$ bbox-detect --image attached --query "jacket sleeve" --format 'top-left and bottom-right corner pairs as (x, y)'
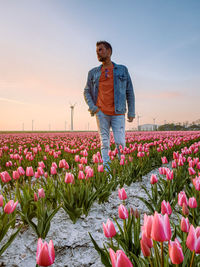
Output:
(84, 71), (98, 116)
(126, 69), (135, 117)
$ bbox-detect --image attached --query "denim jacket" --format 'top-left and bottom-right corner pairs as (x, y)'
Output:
(84, 62), (135, 117)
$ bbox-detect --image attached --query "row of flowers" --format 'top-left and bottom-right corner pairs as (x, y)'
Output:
(0, 133), (200, 266)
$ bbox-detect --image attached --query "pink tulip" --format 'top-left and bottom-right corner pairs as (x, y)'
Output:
(161, 200), (172, 215)
(118, 204), (128, 220)
(74, 155), (80, 162)
(17, 166), (25, 176)
(38, 161), (45, 169)
(0, 171), (12, 183)
(109, 248), (133, 267)
(188, 167), (196, 175)
(186, 224), (200, 254)
(59, 159), (66, 168)
(103, 219), (116, 238)
(150, 174), (158, 184)
(161, 156), (168, 164)
(119, 159), (124, 166)
(37, 167), (44, 176)
(166, 170), (174, 180)
(0, 195), (3, 207)
(33, 192), (38, 202)
(178, 191), (188, 207)
(92, 154), (99, 163)
(142, 231), (153, 248)
(118, 188), (127, 200)
(51, 166), (57, 175)
(189, 197), (197, 209)
(172, 160), (177, 169)
(65, 172), (74, 184)
(142, 213), (153, 238)
(169, 238), (184, 264)
(38, 188), (45, 198)
(36, 238), (55, 266)
(151, 214), (171, 242)
(78, 163), (84, 171)
(192, 176), (200, 191)
(98, 165), (103, 172)
(4, 200), (18, 214)
(140, 239), (151, 257)
(13, 171), (20, 180)
(178, 158), (184, 166)
(181, 217), (190, 233)
(26, 167), (34, 176)
(51, 162), (58, 169)
(182, 203), (190, 216)
(78, 171), (85, 180)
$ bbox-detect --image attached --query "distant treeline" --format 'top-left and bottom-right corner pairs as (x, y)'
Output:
(158, 123), (200, 131)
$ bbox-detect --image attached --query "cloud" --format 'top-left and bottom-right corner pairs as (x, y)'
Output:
(0, 97), (27, 105)
(136, 91), (183, 100)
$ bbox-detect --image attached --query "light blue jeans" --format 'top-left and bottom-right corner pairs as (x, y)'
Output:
(96, 110), (125, 167)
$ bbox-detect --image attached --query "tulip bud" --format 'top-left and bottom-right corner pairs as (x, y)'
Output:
(161, 200), (172, 215)
(189, 197), (197, 209)
(169, 238), (184, 264)
(103, 219), (116, 238)
(182, 203), (190, 216)
(34, 192), (38, 202)
(118, 204), (128, 220)
(38, 188), (45, 198)
(4, 200), (18, 214)
(118, 188), (127, 200)
(150, 174), (158, 184)
(140, 239), (151, 257)
(181, 217), (190, 233)
(36, 238), (55, 266)
(109, 248), (133, 267)
(0, 195), (3, 207)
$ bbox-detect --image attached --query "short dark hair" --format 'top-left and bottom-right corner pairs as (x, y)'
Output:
(96, 41), (112, 54)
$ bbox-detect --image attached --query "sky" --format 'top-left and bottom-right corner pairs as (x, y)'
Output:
(0, 0), (200, 131)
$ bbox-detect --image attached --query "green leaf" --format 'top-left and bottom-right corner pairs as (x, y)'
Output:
(89, 233), (112, 267)
(0, 225), (23, 256)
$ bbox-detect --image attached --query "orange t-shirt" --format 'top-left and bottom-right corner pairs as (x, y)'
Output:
(96, 65), (116, 115)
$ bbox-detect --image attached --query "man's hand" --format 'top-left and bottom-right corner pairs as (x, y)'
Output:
(127, 117), (135, 122)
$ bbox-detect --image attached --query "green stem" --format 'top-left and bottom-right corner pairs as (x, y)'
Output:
(148, 256), (153, 267)
(160, 242), (164, 267)
(190, 250), (195, 267)
(168, 180), (170, 201)
(192, 209), (194, 225)
(110, 237), (113, 247)
(153, 240), (160, 266)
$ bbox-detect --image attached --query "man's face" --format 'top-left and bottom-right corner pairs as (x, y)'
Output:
(96, 44), (111, 62)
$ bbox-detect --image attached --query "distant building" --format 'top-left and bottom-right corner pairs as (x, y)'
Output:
(138, 124), (158, 131)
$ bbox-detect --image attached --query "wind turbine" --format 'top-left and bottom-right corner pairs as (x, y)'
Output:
(70, 103), (76, 131)
(137, 114), (142, 131)
(152, 118), (157, 131)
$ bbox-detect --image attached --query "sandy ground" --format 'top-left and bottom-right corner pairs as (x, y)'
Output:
(0, 165), (158, 267)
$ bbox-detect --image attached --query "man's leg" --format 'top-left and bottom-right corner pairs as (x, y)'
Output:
(96, 110), (111, 167)
(111, 115), (125, 158)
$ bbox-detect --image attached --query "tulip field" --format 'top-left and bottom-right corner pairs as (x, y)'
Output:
(0, 131), (200, 267)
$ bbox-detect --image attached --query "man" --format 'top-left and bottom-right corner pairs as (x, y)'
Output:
(84, 41), (135, 169)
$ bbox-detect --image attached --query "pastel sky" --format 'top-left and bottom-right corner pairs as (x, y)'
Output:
(0, 0), (200, 131)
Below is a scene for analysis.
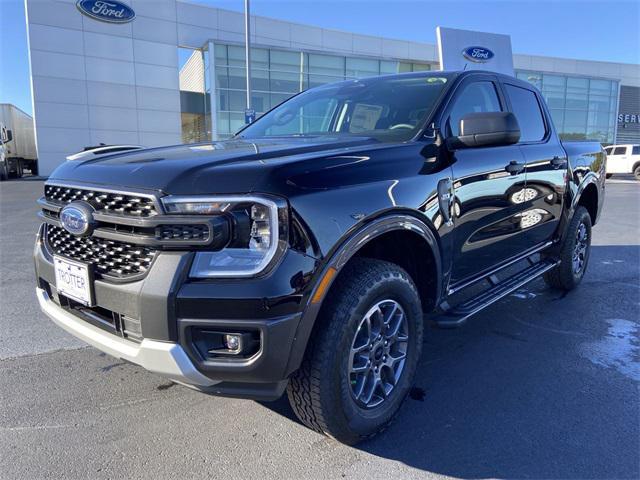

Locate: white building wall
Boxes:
[26,0,180,175]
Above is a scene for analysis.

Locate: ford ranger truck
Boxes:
[35,71,606,444]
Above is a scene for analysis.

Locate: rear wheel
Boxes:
[544,207,591,290]
[287,258,423,444]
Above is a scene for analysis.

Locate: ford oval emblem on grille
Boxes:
[462,47,494,63]
[76,0,136,23]
[60,202,93,237]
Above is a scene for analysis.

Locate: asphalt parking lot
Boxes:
[0,178,640,479]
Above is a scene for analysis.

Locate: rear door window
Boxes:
[505,84,546,142]
[613,147,627,155]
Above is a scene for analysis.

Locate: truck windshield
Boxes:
[237,74,447,142]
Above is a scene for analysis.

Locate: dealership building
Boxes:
[26,0,640,175]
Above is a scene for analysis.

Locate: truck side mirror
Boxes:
[447,112,520,150]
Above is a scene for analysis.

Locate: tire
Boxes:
[544,207,591,291]
[287,258,423,445]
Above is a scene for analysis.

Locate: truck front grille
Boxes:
[44,185,160,217]
[46,225,155,279]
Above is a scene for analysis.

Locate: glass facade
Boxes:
[214,44,431,139]
[516,70,618,144]
[180,42,619,144]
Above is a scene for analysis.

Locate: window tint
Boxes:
[505,85,545,142]
[613,147,627,155]
[449,82,502,136]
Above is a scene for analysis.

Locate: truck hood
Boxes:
[49,136,379,194]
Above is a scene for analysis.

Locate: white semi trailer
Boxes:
[0,103,38,180]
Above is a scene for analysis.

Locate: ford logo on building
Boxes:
[60,202,93,237]
[76,0,136,23]
[462,47,494,63]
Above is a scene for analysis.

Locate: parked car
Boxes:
[35,71,606,444]
[604,145,640,180]
[0,103,38,180]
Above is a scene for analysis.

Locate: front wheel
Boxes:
[287,258,423,444]
[544,207,591,290]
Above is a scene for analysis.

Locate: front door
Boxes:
[443,74,531,283]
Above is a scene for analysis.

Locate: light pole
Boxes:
[244,0,256,123]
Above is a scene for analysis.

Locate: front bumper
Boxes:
[36,288,219,387]
[34,226,315,400]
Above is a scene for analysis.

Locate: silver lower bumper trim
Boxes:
[36,288,219,387]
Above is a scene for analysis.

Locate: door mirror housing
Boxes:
[447,112,520,150]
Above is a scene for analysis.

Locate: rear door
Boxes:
[503,81,567,247]
[442,74,528,283]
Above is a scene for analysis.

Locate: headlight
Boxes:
[162,196,286,278]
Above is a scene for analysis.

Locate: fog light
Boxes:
[224,334,242,352]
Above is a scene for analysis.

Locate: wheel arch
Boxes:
[286,211,442,375]
[571,178,600,225]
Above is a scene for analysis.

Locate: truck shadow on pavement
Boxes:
[264,245,640,479]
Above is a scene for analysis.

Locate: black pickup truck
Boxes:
[35,71,606,443]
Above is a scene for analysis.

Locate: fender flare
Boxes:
......
Rewrite the stretch from the start of the records through the line containing "(0, 133), (200, 266)", replacing "denim jacket" with "leather jacket" and keeping everything else the same. Leave the pictures out of your answer.

# Answer to this exercise
$ bbox-detect --image attached --query "jacket sleeve" --format 'top-left and bottom-right corner pairs as (x, y)'
Output:
(84, 71), (98, 116)
(126, 69), (135, 117)
$ bbox-detect --image attached --query "leather jacket" --format 'top-left and bottom-right corner pairs as (x, y)'
Output:
(84, 62), (135, 117)
$ bbox-detect --image attached --query "row of flowers" --format 'top-left and bottom-right corner pairs as (x, y)'
Output:
(0, 133), (200, 266)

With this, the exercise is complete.